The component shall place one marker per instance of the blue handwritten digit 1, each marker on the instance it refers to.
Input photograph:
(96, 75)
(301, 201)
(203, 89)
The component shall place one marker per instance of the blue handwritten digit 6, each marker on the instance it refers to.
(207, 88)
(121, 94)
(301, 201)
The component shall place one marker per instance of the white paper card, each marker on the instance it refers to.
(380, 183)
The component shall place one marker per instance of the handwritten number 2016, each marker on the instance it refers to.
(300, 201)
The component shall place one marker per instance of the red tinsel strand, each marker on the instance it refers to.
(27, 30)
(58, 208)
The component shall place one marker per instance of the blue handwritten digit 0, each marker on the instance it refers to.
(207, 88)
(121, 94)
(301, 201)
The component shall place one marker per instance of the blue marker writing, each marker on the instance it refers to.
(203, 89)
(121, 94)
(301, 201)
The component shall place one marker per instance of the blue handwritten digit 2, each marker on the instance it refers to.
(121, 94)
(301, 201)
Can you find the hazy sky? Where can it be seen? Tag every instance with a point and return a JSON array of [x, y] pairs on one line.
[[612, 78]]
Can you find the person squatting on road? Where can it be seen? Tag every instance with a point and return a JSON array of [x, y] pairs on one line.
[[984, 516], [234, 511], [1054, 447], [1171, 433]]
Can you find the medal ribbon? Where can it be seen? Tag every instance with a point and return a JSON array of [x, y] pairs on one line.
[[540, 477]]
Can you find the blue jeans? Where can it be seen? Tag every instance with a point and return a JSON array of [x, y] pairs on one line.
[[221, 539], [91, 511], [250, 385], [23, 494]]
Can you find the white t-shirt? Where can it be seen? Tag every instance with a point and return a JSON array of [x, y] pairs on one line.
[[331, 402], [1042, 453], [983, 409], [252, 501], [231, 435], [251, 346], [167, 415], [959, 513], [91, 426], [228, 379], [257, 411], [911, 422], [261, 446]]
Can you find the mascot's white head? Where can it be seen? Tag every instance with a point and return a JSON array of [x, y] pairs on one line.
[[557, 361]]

§ §

Please turn the data above into a two-column CSV with the header "prompt,answer". Give each instruction and its answer their own row, with every value in one quoted field and any line breaks replaced by spaces.

- **Exercise response**
prompt,answer
"The component shall place one marker per instance of the blue handwritten digit 1, each marker on the instance it refers to. Input photograph:","(96, 75) (301, 201) (203, 89)"
"The component shall place one marker per instance of the blue handwritten digit 6, each marker on the instance it refers to.","(207, 88) (121, 94) (301, 201)"
"The component shall place one marker per instance of the white paper card, each marker on the instance it refers to.","(380, 183)"
"The component shall place one marker per instance of the handwritten number 2016, each marker on the instance it refers to.","(300, 201)"
"The component shall place one marker per instance of the red tinsel strand, each marker on the instance it refers to.","(27, 30) (58, 208)"
"The component shall place one marker per instance of the blue handwritten digit 0, each marker on the instance it refers to.","(207, 88) (121, 94) (301, 201)"
"The component shall place one marker per instance of the blue marker writing, each marker on the instance it refers to.","(203, 89) (121, 94) (301, 201)"
"The component shall place one marker per instance of the blue handwritten digit 2, each marker on the instance it refers to.","(121, 94) (301, 201)"
"Can you find the hazy sky? Where can it be seen? Tag every instance with a point and return a JSON array of [x, y] pairs on one line.","[[612, 78]]"
"Can you find the person squatting on road? Where can it be seen? Tag every instance with a point and return a JSON array of [x, y] pairs on one line.","[[984, 516], [234, 511], [1054, 447], [1171, 433]]"
"Can you find the medal ribbon? Where can it be seen? Tag every instance with a point and return a JSON array of [x, y] pairs on one line.","[[540, 477]]"
"Can you find the blue jeans? Where can it be seen? Tag every instance with a point and return a JSON array of [x, y] pairs on one line.","[[221, 539], [91, 511], [250, 385], [23, 494]]"
"Can you find the white t-shirt? Where can it be seen? Tag every instance with a point and return a JSON array of [x, y] pairs on one line.","[[331, 402], [1042, 453], [983, 409], [252, 501], [231, 435], [251, 346], [167, 415], [959, 513], [91, 426], [228, 379], [257, 411], [911, 422], [261, 446]]"
"Can you find the mascot's white head? Where can it be seen? Tag every instance with a point and return a JSON array of [x, y] pairs on one line.","[[557, 361]]"